# WHAT TO WORK ON
Print the entries below verbatim, starting with the line that contains "Class, indicate each instance of the street" and ending with the line that contains "(1274, 326)", including both of those lines.

A block of data:
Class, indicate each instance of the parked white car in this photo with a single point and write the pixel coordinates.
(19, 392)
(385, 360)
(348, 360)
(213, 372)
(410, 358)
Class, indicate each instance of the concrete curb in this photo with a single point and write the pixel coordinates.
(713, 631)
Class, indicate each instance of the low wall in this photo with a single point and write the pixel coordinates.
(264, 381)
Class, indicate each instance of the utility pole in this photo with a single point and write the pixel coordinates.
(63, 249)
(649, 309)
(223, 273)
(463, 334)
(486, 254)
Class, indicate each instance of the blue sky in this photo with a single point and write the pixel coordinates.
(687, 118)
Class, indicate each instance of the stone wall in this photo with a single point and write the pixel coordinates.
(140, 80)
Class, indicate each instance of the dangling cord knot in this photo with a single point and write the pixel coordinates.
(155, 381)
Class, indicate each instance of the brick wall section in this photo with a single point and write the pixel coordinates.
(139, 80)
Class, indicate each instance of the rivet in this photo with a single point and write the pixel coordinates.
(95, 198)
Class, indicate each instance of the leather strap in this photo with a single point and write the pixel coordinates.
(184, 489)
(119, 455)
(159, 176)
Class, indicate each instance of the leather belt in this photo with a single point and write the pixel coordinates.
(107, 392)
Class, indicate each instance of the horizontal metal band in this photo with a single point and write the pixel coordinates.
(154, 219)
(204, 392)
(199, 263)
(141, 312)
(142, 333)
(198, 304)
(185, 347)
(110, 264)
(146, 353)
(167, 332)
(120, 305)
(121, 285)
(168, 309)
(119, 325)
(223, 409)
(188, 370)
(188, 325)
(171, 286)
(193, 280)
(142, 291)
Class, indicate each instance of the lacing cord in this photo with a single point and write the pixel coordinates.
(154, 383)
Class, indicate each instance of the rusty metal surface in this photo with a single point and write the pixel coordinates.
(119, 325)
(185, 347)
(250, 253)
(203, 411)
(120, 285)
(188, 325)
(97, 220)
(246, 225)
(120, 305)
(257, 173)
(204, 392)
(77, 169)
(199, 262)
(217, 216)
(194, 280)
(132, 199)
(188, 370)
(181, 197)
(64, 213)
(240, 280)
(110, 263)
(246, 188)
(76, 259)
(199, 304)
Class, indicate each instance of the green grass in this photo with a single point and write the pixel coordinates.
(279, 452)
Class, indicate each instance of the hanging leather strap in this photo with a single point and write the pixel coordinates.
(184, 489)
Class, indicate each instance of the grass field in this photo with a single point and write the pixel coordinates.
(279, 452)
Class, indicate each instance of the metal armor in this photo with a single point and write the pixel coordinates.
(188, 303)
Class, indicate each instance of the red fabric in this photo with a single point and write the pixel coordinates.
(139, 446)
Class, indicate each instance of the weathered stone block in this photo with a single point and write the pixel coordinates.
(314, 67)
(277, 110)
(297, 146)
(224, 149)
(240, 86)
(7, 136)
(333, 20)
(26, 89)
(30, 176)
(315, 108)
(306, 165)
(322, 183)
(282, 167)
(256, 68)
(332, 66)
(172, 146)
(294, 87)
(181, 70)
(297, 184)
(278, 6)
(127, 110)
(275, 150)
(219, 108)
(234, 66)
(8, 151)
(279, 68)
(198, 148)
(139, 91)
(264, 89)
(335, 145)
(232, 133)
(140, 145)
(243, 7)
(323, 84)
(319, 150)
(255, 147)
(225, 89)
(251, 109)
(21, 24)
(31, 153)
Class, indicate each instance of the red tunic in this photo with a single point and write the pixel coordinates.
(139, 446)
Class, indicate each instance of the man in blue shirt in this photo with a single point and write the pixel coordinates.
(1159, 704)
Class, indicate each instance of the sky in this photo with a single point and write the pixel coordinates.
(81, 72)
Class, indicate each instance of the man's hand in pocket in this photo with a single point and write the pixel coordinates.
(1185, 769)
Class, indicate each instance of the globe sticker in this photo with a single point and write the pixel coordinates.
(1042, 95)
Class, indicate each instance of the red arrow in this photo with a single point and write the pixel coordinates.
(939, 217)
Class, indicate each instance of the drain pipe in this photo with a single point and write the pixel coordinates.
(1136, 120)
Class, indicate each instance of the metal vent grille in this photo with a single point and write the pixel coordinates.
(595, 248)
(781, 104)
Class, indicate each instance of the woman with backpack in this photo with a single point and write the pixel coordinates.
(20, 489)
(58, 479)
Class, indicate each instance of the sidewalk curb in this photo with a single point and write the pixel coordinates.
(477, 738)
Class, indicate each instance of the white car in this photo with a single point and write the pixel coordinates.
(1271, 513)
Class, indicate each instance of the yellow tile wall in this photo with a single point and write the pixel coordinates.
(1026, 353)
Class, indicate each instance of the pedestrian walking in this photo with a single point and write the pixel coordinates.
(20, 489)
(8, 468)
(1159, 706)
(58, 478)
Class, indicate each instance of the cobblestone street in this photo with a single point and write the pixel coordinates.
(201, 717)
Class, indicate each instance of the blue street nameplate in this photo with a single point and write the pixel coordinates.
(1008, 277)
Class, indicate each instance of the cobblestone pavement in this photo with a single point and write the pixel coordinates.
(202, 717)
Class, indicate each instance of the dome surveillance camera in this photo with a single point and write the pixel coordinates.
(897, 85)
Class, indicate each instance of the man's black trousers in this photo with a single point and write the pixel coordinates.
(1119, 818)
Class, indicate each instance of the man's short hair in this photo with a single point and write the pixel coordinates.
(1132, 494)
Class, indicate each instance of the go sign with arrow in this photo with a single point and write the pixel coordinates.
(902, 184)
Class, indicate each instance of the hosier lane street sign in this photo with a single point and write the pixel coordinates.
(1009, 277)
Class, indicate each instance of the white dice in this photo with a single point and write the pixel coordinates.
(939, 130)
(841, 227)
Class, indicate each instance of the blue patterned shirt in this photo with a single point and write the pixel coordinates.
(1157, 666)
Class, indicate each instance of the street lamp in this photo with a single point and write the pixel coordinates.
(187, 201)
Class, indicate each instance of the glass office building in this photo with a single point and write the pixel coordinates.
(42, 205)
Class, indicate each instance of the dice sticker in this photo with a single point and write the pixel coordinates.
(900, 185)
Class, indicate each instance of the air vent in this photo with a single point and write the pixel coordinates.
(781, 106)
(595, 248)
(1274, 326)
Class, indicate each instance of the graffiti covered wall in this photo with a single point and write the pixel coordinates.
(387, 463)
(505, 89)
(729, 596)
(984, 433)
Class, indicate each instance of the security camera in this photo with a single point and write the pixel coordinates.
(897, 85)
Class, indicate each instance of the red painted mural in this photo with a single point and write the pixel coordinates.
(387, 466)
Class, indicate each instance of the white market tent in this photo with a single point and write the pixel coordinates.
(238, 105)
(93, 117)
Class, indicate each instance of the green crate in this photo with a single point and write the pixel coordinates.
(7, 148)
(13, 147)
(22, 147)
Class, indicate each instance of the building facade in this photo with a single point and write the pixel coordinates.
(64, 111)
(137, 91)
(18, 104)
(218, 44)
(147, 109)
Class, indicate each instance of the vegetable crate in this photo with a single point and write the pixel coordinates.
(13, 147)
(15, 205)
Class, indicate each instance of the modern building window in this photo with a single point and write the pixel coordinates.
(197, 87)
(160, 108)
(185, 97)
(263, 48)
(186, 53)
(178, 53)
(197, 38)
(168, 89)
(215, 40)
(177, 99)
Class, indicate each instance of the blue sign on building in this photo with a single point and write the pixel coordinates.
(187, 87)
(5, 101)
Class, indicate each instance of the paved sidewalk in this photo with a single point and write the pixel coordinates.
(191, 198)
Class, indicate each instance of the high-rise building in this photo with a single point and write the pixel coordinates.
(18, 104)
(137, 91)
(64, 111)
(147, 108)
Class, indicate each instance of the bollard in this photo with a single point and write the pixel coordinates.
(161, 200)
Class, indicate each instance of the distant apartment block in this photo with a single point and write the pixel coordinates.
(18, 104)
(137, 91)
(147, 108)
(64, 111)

# RESULT OF THIS TASK
Class, indicate each instance of the street lamp in this photo with a single point and write the pixel coordinates.
(187, 201)
Class, indicate each instance of the glass office building in this photo with a single point and write the pixel coordinates.
(42, 205)
Class, indicate each instance of the dice sticker in this photo with a single point and write the pixel coordinates.
(900, 185)
Class, indicate each instance of the air vent in this photo with a single point and write the pixel coordinates.
(781, 106)
(595, 248)
(1274, 326)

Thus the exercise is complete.